List every line of the listing below that contains the word "jersey".

──────── RECORDS FOR THIS TASK

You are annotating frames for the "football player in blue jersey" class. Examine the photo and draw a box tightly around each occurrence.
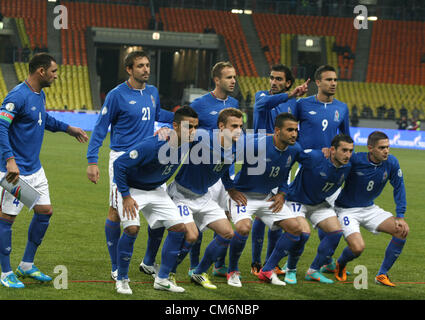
[335,131,409,287]
[251,64,309,275]
[168,108,243,289]
[87,51,173,280]
[114,107,198,294]
[0,53,88,288]
[189,61,239,277]
[280,134,353,284]
[226,113,302,287]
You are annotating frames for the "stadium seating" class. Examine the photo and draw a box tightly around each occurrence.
[238,77,425,117]
[14,62,93,110]
[159,8,258,76]
[252,13,357,79]
[366,20,425,85]
[0,0,47,50]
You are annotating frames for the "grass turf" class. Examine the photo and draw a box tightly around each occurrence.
[0,132,425,302]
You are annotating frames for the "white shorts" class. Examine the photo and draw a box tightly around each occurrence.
[167,181,227,232]
[335,205,393,238]
[117,186,183,229]
[285,201,336,228]
[326,187,342,207]
[0,168,51,216]
[108,150,125,209]
[208,179,230,211]
[230,193,296,230]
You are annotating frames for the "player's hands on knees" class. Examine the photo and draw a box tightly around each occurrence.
[395,218,409,238]
[267,193,285,213]
[66,126,89,143]
[87,164,99,183]
[227,189,248,206]
[122,196,139,220]
[6,158,19,184]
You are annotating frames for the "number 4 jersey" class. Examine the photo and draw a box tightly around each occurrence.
[335,152,406,217]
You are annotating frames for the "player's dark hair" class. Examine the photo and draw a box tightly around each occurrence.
[271,63,295,90]
[367,131,388,147]
[28,52,56,74]
[124,50,150,69]
[217,108,243,127]
[331,133,354,149]
[211,61,234,79]
[314,64,336,80]
[274,112,298,128]
[173,105,198,123]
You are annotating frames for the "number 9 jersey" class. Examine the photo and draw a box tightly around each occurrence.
[294,95,350,150]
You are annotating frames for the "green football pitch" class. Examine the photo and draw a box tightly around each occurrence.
[0,132,425,301]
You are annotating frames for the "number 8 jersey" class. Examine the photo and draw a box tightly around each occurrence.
[294,95,350,150]
[335,152,406,217]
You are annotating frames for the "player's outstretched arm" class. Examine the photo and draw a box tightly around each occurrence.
[288,78,310,98]
[87,164,100,183]
[66,126,89,143]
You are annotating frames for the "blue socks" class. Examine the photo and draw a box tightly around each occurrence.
[193,235,230,274]
[117,231,137,280]
[227,231,248,273]
[22,213,52,262]
[214,232,227,269]
[190,229,203,269]
[158,231,185,279]
[171,239,193,273]
[251,218,266,263]
[310,230,342,271]
[377,237,406,275]
[266,228,282,263]
[0,218,13,273]
[143,226,165,266]
[286,232,310,270]
[105,219,121,271]
[263,232,300,271]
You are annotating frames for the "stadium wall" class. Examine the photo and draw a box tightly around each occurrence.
[49,111,425,150]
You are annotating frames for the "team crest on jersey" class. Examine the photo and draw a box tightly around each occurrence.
[6,102,15,111]
[285,156,292,168]
[382,171,388,181]
[334,110,339,121]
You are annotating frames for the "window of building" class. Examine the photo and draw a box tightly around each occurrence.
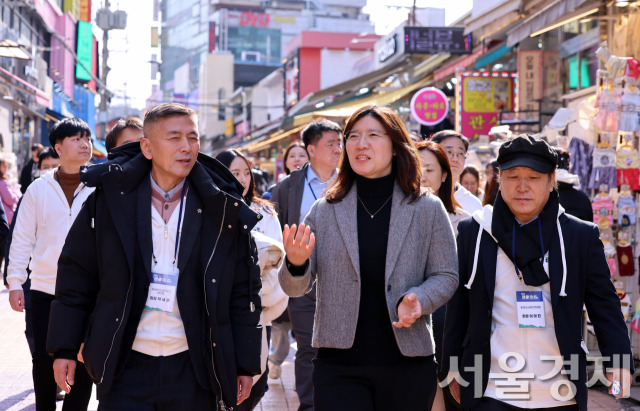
[228,27,281,63]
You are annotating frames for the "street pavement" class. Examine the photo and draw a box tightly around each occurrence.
[0,290,640,411]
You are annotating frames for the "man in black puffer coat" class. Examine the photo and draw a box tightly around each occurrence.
[47,104,262,411]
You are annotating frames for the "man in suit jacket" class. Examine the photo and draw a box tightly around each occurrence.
[271,119,342,410]
[440,135,633,411]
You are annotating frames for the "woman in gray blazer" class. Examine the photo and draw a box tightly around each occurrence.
[280,105,458,411]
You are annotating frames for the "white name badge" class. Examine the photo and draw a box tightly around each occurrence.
[516,291,545,328]
[144,267,179,313]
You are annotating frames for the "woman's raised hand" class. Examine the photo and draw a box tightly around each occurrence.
[282,223,316,266]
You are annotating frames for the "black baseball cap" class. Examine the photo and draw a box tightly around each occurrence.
[498,134,558,174]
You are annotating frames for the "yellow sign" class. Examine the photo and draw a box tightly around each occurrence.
[462,77,511,113]
[224,118,234,137]
[64,0,80,20]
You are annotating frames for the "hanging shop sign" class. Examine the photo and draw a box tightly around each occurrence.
[456,72,516,140]
[284,54,300,108]
[404,27,473,54]
[378,34,398,63]
[76,21,93,82]
[411,87,449,126]
[518,50,542,111]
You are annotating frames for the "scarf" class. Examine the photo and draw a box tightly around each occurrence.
[491,190,559,286]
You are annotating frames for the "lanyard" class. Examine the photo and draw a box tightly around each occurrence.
[304,175,318,200]
[151,181,187,266]
[511,216,544,281]
[55,171,86,204]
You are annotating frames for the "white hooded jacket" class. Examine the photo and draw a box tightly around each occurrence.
[456,205,575,408]
[465,205,567,297]
[7,168,94,295]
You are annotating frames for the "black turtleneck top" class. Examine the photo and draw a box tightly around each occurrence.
[318,172,409,365]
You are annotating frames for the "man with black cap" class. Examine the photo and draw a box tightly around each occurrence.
[440,135,633,411]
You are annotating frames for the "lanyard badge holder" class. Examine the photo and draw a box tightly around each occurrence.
[144,181,187,313]
[511,217,549,328]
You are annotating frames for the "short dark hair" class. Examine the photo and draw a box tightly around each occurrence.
[416,141,462,214]
[325,104,422,203]
[104,116,142,152]
[38,147,60,170]
[282,141,309,175]
[216,149,274,212]
[49,117,91,147]
[460,164,480,187]
[143,103,198,130]
[300,118,342,148]
[429,130,469,153]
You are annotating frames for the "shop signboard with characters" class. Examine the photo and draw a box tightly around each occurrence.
[568,42,640,356]
[456,72,517,141]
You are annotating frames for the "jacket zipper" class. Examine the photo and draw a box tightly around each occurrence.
[99,277,133,384]
[202,196,227,411]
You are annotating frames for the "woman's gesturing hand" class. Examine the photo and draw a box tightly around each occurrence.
[282,223,316,266]
[393,293,422,328]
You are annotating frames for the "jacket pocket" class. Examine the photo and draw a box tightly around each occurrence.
[462,333,471,348]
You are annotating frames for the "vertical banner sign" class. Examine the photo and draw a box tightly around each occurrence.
[457,73,515,140]
[209,22,216,53]
[411,87,449,126]
[518,50,542,111]
[284,55,300,108]
[80,0,91,23]
[76,21,93,82]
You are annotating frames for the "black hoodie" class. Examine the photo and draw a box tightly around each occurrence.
[47,143,262,408]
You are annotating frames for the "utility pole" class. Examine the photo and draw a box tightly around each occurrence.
[96,0,127,136]
[100,0,110,137]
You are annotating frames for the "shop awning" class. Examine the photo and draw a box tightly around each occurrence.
[413,53,451,77]
[0,67,49,107]
[507,0,598,47]
[433,47,484,81]
[313,81,427,117]
[0,40,31,60]
[464,0,522,37]
[476,44,513,70]
[283,55,414,118]
[2,96,45,120]
[240,124,307,153]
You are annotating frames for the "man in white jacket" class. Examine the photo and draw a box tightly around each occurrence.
[7,118,93,411]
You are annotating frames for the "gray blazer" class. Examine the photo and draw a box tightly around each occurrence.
[279,182,458,357]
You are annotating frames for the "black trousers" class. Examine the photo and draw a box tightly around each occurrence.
[31,290,93,411]
[471,397,580,411]
[288,294,318,411]
[313,356,437,411]
[98,351,217,411]
[236,325,271,411]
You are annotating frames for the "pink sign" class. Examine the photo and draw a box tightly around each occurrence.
[411,87,449,126]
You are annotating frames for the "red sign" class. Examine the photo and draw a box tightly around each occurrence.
[78,0,91,23]
[209,22,216,53]
[411,87,449,126]
[240,11,269,27]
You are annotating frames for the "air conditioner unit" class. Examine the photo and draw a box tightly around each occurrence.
[240,51,261,61]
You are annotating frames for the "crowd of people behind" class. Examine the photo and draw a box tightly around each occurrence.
[0,103,634,411]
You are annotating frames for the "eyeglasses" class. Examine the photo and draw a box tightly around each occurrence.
[445,150,467,158]
[346,131,387,144]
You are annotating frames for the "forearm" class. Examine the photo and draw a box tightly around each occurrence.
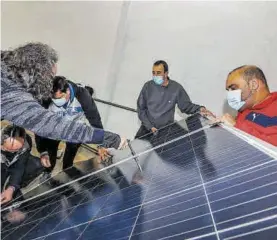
[1,92,120,147]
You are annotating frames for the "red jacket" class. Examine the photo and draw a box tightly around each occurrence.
[235,92,277,146]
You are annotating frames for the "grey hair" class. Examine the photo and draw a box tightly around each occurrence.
[1,43,58,100]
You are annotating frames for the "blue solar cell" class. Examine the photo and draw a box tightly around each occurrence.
[2,116,277,240]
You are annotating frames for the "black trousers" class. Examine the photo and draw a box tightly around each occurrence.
[43,139,81,172]
[1,154,44,192]
[135,125,152,139]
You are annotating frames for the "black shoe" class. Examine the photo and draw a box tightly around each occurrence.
[39,172,51,183]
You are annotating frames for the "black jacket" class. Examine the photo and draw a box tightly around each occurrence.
[1,134,32,190]
[36,80,103,153]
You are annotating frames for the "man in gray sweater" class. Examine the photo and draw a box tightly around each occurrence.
[135,60,214,138]
[1,43,125,149]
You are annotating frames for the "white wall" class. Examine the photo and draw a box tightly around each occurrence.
[2,2,277,137]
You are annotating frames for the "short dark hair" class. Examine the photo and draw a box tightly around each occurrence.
[52,76,69,93]
[154,60,168,72]
[1,125,26,145]
[85,86,94,96]
[228,65,268,88]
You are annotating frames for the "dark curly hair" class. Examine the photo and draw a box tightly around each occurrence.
[1,43,58,100]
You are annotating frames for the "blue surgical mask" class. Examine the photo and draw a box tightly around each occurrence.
[52,97,67,107]
[153,76,164,85]
[227,89,245,111]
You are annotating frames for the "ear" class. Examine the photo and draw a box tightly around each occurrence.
[249,78,260,91]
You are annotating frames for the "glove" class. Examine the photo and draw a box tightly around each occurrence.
[118,137,128,150]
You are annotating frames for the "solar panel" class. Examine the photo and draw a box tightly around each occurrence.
[1,116,277,240]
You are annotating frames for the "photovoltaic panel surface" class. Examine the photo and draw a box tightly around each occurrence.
[1,116,277,240]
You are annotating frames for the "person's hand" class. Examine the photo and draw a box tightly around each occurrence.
[118,137,128,150]
[220,113,236,126]
[6,210,26,223]
[40,155,51,168]
[1,187,14,205]
[200,107,215,118]
[98,148,110,161]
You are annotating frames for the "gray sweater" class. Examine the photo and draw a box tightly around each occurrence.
[1,63,121,148]
[137,79,201,129]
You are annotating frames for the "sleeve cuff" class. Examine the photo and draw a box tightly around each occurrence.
[40,151,49,157]
[92,128,104,144]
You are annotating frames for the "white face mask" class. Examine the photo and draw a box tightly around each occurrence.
[227,89,245,111]
[52,97,67,107]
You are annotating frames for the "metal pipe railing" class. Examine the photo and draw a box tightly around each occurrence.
[82,98,137,155]
[93,98,137,112]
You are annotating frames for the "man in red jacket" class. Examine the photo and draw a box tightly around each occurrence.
[221,65,277,146]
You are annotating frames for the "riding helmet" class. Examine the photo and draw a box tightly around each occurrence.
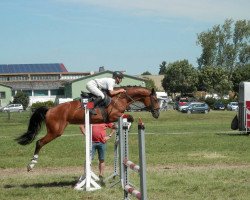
[113,71,123,79]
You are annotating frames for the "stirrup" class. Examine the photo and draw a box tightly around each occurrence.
[89,108,97,115]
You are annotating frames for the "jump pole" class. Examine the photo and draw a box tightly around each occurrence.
[74,99,101,191]
[120,119,147,200]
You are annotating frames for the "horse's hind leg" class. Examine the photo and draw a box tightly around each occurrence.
[27,130,60,172]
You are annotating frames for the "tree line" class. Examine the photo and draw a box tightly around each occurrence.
[144,19,250,97]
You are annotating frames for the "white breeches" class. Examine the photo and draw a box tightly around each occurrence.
[86,80,105,99]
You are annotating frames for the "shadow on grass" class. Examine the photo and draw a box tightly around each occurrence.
[216,132,250,136]
[4,181,76,189]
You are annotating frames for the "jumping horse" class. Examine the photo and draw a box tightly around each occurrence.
[15,86,160,171]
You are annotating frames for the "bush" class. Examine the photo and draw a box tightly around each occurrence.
[31,101,55,111]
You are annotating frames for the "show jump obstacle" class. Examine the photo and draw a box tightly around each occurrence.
[105,117,147,200]
[74,100,147,200]
[74,99,101,191]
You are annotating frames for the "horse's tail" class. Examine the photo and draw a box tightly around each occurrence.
[15,106,49,145]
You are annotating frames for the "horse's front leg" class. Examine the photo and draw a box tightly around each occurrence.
[27,140,41,172]
[27,133,60,172]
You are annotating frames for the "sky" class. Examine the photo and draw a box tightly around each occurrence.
[0,0,250,75]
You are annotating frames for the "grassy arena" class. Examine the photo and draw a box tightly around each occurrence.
[0,111,250,200]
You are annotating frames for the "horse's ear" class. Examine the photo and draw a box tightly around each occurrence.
[151,88,156,95]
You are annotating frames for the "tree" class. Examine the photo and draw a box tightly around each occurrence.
[159,61,167,75]
[162,60,198,95]
[141,71,151,75]
[13,91,29,110]
[232,64,250,93]
[145,78,157,90]
[197,19,250,79]
[199,66,232,98]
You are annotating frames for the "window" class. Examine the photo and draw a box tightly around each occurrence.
[0,92,6,99]
[51,89,64,96]
[23,90,32,96]
[34,90,48,96]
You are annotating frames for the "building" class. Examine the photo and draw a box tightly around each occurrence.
[0,63,145,105]
[0,63,90,105]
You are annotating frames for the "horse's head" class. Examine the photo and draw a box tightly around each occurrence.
[144,88,160,119]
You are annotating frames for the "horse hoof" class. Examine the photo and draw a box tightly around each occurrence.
[27,164,35,172]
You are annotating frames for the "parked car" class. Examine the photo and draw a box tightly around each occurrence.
[174,98,189,110]
[181,102,210,114]
[179,101,199,111]
[227,102,239,111]
[213,101,226,110]
[1,104,23,112]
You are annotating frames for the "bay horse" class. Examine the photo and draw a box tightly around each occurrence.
[15,86,160,171]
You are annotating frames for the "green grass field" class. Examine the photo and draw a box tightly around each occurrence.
[0,111,250,200]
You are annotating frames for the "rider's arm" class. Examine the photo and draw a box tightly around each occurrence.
[109,88,126,96]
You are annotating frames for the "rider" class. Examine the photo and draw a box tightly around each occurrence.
[86,71,126,115]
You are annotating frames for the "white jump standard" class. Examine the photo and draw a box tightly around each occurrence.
[74,99,101,191]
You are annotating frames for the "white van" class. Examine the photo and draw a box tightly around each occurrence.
[1,104,23,112]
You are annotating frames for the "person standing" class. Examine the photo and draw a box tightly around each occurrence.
[79,123,116,185]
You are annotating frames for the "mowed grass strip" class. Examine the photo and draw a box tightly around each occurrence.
[0,111,250,200]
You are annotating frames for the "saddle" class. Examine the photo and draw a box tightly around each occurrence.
[81,91,111,108]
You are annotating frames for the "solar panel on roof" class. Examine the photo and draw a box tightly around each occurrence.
[0,63,67,74]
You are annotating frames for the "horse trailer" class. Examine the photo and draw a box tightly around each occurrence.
[238,82,250,133]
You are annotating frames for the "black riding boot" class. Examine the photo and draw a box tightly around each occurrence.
[89,97,102,115]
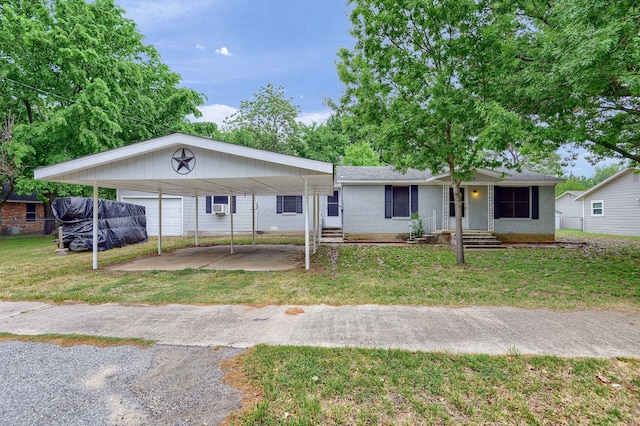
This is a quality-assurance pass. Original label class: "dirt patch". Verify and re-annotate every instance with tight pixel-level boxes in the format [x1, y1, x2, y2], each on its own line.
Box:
[219, 348, 264, 425]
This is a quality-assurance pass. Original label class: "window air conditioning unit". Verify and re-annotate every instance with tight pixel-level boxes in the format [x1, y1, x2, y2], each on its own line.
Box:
[211, 204, 227, 214]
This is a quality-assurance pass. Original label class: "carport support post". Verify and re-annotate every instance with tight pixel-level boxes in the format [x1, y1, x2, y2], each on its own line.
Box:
[93, 181, 100, 269]
[158, 189, 162, 256]
[313, 189, 318, 254]
[304, 179, 310, 271]
[229, 192, 235, 254]
[196, 193, 200, 247]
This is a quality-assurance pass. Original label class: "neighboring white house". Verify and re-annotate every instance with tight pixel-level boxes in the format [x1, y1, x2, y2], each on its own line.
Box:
[556, 191, 584, 229]
[576, 168, 640, 236]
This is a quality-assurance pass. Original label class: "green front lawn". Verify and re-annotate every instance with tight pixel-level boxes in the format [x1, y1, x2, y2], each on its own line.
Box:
[0, 233, 640, 309]
[0, 232, 640, 425]
[224, 345, 640, 425]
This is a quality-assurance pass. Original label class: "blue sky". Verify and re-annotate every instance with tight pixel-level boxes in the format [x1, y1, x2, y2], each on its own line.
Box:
[116, 0, 613, 176]
[116, 0, 353, 123]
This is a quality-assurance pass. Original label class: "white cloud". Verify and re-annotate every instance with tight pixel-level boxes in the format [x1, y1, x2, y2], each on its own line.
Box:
[189, 104, 238, 127]
[216, 47, 231, 56]
[298, 110, 331, 126]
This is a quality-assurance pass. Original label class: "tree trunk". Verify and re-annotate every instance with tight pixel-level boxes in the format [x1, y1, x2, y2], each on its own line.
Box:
[42, 193, 56, 235]
[449, 162, 465, 265]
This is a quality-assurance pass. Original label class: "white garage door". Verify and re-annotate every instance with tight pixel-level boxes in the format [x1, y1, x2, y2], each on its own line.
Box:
[122, 197, 182, 236]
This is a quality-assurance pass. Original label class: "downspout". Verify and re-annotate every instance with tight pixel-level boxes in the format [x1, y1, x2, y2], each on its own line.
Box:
[93, 181, 99, 269]
[229, 192, 235, 254]
[196, 192, 200, 247]
[304, 178, 311, 271]
[158, 189, 162, 256]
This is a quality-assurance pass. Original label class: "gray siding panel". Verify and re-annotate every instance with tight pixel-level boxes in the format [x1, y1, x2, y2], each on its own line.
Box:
[584, 172, 640, 236]
[342, 185, 442, 234]
[556, 193, 582, 229]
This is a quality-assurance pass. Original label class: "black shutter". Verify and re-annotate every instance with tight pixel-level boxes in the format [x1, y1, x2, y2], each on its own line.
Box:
[384, 185, 393, 219]
[296, 195, 302, 213]
[411, 185, 418, 213]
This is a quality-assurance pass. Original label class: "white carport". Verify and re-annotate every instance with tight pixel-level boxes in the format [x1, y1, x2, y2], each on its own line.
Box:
[34, 133, 333, 269]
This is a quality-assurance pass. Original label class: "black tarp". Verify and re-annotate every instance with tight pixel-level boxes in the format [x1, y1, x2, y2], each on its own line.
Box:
[51, 197, 148, 251]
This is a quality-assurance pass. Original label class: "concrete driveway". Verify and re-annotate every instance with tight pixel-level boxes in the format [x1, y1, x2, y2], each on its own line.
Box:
[0, 302, 640, 358]
[107, 245, 304, 271]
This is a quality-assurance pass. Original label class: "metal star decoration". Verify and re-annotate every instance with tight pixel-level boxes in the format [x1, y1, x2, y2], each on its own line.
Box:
[171, 148, 196, 175]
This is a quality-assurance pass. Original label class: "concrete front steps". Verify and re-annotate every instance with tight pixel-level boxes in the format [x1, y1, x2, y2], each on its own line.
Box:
[451, 231, 506, 250]
[320, 228, 344, 243]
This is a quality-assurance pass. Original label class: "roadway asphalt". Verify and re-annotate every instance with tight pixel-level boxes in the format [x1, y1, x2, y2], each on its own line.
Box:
[0, 302, 640, 358]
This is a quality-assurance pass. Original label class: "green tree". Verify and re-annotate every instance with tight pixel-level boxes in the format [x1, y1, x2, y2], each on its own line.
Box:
[342, 141, 382, 166]
[589, 164, 622, 187]
[494, 143, 566, 176]
[0, 0, 202, 233]
[298, 115, 350, 164]
[510, 0, 640, 162]
[223, 84, 300, 154]
[338, 0, 525, 263]
[186, 121, 224, 140]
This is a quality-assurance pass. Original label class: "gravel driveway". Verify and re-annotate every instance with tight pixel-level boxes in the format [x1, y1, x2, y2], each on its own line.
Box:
[0, 341, 242, 426]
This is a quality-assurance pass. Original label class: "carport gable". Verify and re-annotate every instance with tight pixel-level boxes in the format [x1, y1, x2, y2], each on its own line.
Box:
[35, 133, 333, 196]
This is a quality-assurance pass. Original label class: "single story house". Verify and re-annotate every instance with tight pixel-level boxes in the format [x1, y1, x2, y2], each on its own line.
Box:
[0, 185, 44, 235]
[336, 166, 563, 242]
[575, 168, 640, 236]
[117, 166, 562, 242]
[556, 191, 584, 229]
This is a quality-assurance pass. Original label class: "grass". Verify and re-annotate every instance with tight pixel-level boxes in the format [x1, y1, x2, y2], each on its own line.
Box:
[224, 345, 640, 425]
[0, 232, 640, 425]
[0, 233, 640, 310]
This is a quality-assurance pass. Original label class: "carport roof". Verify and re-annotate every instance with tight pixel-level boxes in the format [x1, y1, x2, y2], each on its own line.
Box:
[34, 133, 334, 196]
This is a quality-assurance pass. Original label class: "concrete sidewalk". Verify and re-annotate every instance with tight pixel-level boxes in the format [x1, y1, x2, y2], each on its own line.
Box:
[0, 302, 640, 358]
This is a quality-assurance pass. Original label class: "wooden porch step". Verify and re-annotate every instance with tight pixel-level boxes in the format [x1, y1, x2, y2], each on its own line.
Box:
[320, 228, 344, 243]
[451, 231, 506, 250]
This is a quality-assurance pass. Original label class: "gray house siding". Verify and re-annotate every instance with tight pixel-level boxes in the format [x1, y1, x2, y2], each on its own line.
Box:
[418, 185, 442, 229]
[183, 194, 252, 235]
[256, 194, 310, 232]
[494, 186, 555, 236]
[556, 192, 583, 229]
[465, 185, 489, 230]
[118, 190, 327, 235]
[342, 184, 442, 234]
[584, 170, 640, 236]
[342, 185, 388, 234]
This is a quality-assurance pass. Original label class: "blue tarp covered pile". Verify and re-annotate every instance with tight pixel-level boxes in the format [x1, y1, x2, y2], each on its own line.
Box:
[51, 197, 148, 251]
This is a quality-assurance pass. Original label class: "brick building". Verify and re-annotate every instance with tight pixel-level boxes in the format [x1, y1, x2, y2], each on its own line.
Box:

────────────────

_TASK RESPONSE_:
You are annotating frames for the "football player in blue jersey" class. Examine the photo and draw a box tightly around each occurrence.
You are annotating frames for the "number 4 jersey" class. Examine the photo and draw a box tightly around each occurrence.
You are annotating frames for the "number 9 jersey" class. Examine the photo and draw a box tightly around each occurrence.
You are annotating frames for the "number 8 jersey" class. Examine the photo and draw a box tightly around each occurrence.
You are annotating frames for the "team crest on jersey" class. Examine the photo and draw a box tightly around each occurrence.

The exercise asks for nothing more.